Write what comes next in the article on the SQL date routines, picking up after its last line.

DOCUMENT EXTRACT:
BEGIN

I wrote the main routines with standard SQL so they should run on
any DBMS that supports the standard, but tested only with
MySQL and MariaDB. (UPDATE on 2019-02-04: corrections were needed with HSQLDB, see the comments.)


ocelot_date_to_julianday
Return number of days since 4713-01-01, given yyyy-mm-dd [BC] date
ocelot_date_validate
Return okay or error, given yyyy-mm-dd BC|AD date which may be invalid
ocelot_date_datediff
Return number of days difference, given two yyyy-mm-dd [BC] dates
ocelot_date_test
Return ‘OK’ after a thorough test of the entire range of dates

All function arguments look like this:
yyyy-mm-dd [BC] … CHAR|VARCHAR. yyyy-mm-dd is the standard date format for year and month and date, optionally followed by a space and ‘BC’. If ‘BC’ is missing, ‘AD’ is assumed. Must be between 4713-01-01 BC and 9999-12-31 for Julian-calendar dates, or between 4714-11-24 BC and 9999-12-31 for Gregorian-calendar dates. Routines will return bad results if dates are invalid, if there is any doubt then run ocelot_date_validate() first.
julian_day … INTEGER. For an explanation of what a “Julian day number” is, see Wikipedia. Do not confuse with “Julian-calendar date” — the name is similar but Julian days can be converted to or from dates in the Gregorian calendar too. Must be between 0 (which is 4713-01-01 BC) and a maximum (which is 9999-12-31).
‘J’ or ‘G’ or ‘O’ … CHAR. This is an “options” flag. ‘J’ means use the Julian (old style) calendar. ‘G’ means use the Gregorian (new style) calendar.’O’ means use the Oracle rules, which we described in the earlier article. If options is not ‘J’ or ‘G’ or ‘O’, ‘G’ is assumed.

END

RECORDS PROVIDED:
BEGIN

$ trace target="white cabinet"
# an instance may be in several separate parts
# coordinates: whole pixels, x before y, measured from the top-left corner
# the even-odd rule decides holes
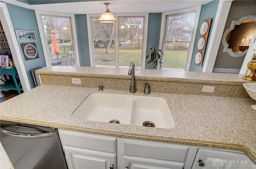
[[[12,169],[13,166],[4,147],[0,143],[0,169]]]
[[[107,169],[111,163],[116,164],[116,154],[66,145],[63,148],[70,169]]]
[[[117,169],[116,138],[58,130],[69,169]]]
[[[69,169],[256,169],[239,151],[58,131]]]
[[[256,165],[243,153],[199,148],[192,169],[251,169]]]
[[[180,169],[189,147],[118,138],[118,168]]]

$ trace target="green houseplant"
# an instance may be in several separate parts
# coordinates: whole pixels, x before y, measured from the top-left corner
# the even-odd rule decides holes
[[[154,69],[156,69],[157,63],[158,62],[160,64],[160,66],[162,66],[162,62],[161,59],[161,55],[159,54],[159,52],[160,52],[163,55],[164,55],[164,53],[162,50],[157,49],[156,47],[152,45],[150,48],[147,49],[146,52],[146,53],[148,53],[146,57],[146,61],[147,59],[149,57],[150,55],[151,56],[151,59],[148,62],[148,64],[152,63]]]

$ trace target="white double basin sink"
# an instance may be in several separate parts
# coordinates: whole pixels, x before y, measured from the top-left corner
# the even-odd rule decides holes
[[[75,118],[124,124],[172,128],[175,124],[166,100],[162,98],[104,93],[90,94],[74,112]]]

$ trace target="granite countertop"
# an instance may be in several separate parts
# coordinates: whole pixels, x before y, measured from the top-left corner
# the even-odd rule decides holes
[[[72,118],[90,94],[128,91],[43,84],[0,104],[2,120],[95,134],[240,150],[256,161],[256,104],[251,98],[151,92],[165,99],[172,129],[110,124]],[[136,92],[135,95],[145,95]]]
[[[42,75],[130,79],[128,69],[116,69],[82,66],[53,66],[36,71]],[[171,81],[212,84],[242,85],[250,82],[242,79],[246,75],[234,73],[196,72],[136,69],[135,79],[155,81]]]

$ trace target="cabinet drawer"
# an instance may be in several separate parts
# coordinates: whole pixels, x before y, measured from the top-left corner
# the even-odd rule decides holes
[[[116,153],[116,138],[58,129],[62,145]]]
[[[184,162],[189,146],[141,140],[124,140],[124,155]]]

END

REPLY:
Example expressions:

#1 ocelot_date_to_julianday(‘0001-01-01′,’G’) returns 1721426
#2 ocelot_date_to_julianday(‘0001-01-01′,’J’) returns 1721424
#3 ocelot_date_to_julianday(‘4712-01-01 BC’, ‘O’) returns 0
#4 ocelot_date_datediff(‘0001-01-01′,’0001-01-01 BC’,’G’) returns 366
#5 ocelot_date_to_julianday(‘1492-10-12′,’J’)%7; returns 4
/* Explanations: #3 returns 0 because there’s a year 0000,
#4 returns 366 because 0001 BC is a leap year,
#5 returns weekday = 4 for the original Columbus Day
and he used a Julian calendar. */

The source code

The code is original but the general idea is not — I gratefully acknowledge Peter Baum’s 1998 article “Date Algorithms”.

I use the Ocelot GUI (ocelotgui) when I write routines for MySQL/MariaDB. Since it recognizes all their syntax quirks it can give me hints when I’m typing something wrong, and saves me from the hassles of “delimiter”. And it has a debugger. Version 1.0.8 was released yesterday for download via github.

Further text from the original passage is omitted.